» Supplied entries:
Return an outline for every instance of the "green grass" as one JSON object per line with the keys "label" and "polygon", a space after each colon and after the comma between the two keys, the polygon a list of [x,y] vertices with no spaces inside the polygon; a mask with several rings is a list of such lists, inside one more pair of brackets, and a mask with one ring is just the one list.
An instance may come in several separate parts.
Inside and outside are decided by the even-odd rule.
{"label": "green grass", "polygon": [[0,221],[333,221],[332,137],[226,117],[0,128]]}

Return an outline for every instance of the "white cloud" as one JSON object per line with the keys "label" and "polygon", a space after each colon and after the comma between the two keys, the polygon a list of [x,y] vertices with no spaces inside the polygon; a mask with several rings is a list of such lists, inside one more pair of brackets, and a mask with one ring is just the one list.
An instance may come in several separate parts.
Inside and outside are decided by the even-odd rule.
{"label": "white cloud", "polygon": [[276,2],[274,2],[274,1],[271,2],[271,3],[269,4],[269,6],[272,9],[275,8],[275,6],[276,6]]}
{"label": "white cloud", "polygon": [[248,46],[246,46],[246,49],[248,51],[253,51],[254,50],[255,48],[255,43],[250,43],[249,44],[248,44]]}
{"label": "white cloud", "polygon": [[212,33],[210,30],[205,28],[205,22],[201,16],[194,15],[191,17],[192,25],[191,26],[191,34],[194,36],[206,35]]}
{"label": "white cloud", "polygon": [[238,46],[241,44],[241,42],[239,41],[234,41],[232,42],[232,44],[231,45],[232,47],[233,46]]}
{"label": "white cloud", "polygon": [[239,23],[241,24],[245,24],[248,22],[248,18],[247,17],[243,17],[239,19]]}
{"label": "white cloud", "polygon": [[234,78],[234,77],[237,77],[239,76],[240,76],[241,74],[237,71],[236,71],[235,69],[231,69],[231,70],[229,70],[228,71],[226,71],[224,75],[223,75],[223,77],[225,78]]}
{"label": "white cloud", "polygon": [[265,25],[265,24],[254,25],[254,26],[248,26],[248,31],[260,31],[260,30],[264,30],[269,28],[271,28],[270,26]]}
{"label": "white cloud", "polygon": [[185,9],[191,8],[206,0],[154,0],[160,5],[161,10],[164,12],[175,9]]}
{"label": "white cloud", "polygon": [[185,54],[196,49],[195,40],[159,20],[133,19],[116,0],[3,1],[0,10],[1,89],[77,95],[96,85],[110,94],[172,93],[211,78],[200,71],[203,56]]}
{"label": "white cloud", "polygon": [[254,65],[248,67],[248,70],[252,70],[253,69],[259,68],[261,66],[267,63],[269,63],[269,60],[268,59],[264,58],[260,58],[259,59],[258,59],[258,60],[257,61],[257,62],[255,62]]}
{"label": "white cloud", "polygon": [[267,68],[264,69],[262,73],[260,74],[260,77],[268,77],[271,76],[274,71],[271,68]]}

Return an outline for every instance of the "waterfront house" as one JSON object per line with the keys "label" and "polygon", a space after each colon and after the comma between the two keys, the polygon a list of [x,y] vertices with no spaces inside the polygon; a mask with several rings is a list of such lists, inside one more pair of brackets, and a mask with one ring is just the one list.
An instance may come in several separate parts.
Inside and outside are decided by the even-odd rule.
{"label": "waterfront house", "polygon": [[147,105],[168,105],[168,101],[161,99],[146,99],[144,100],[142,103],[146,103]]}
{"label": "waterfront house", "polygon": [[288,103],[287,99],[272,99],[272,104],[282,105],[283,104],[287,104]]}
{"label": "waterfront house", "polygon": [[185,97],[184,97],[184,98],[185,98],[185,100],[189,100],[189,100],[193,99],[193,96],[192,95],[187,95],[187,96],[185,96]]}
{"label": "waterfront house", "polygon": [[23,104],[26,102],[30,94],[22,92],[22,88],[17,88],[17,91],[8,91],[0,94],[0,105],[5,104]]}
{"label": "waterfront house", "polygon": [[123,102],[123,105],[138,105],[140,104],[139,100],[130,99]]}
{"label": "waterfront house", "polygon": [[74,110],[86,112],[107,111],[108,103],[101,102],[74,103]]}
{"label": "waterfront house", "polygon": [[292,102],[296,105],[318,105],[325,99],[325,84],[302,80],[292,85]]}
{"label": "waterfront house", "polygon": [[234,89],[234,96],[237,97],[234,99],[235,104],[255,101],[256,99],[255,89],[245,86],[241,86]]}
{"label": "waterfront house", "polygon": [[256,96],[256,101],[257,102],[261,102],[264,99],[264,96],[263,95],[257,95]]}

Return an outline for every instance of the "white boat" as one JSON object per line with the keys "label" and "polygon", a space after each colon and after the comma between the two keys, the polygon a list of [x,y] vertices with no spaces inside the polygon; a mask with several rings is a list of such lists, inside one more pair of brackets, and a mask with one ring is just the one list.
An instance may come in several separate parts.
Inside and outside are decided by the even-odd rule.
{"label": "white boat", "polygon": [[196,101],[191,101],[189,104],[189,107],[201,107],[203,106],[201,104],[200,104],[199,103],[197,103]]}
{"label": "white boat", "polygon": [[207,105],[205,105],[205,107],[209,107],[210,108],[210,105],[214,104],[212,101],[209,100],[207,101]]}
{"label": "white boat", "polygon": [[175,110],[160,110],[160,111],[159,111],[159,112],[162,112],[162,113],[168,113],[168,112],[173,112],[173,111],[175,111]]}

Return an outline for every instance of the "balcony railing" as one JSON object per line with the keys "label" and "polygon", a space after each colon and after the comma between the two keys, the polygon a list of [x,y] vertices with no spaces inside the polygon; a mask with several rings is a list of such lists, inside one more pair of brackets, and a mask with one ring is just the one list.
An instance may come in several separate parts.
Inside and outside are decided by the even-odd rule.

» Required task:
Pull out every line of the records above that contains the string "green", and copy each such line in full.

» Task output:
Return an outline for every instance of the "green grass" as one JSON object per line with the keys "label" and "polygon", a space after each colon and after the comma between the two keys, the polygon a list of [x,y] vertices with no spaces inside the polygon; a mask with several rings is a list of such lists, inside one more pair of brackets, and a mask with one ring is just the one list.
{"label": "green grass", "polygon": [[0,221],[333,221],[332,137],[226,117],[0,128]]}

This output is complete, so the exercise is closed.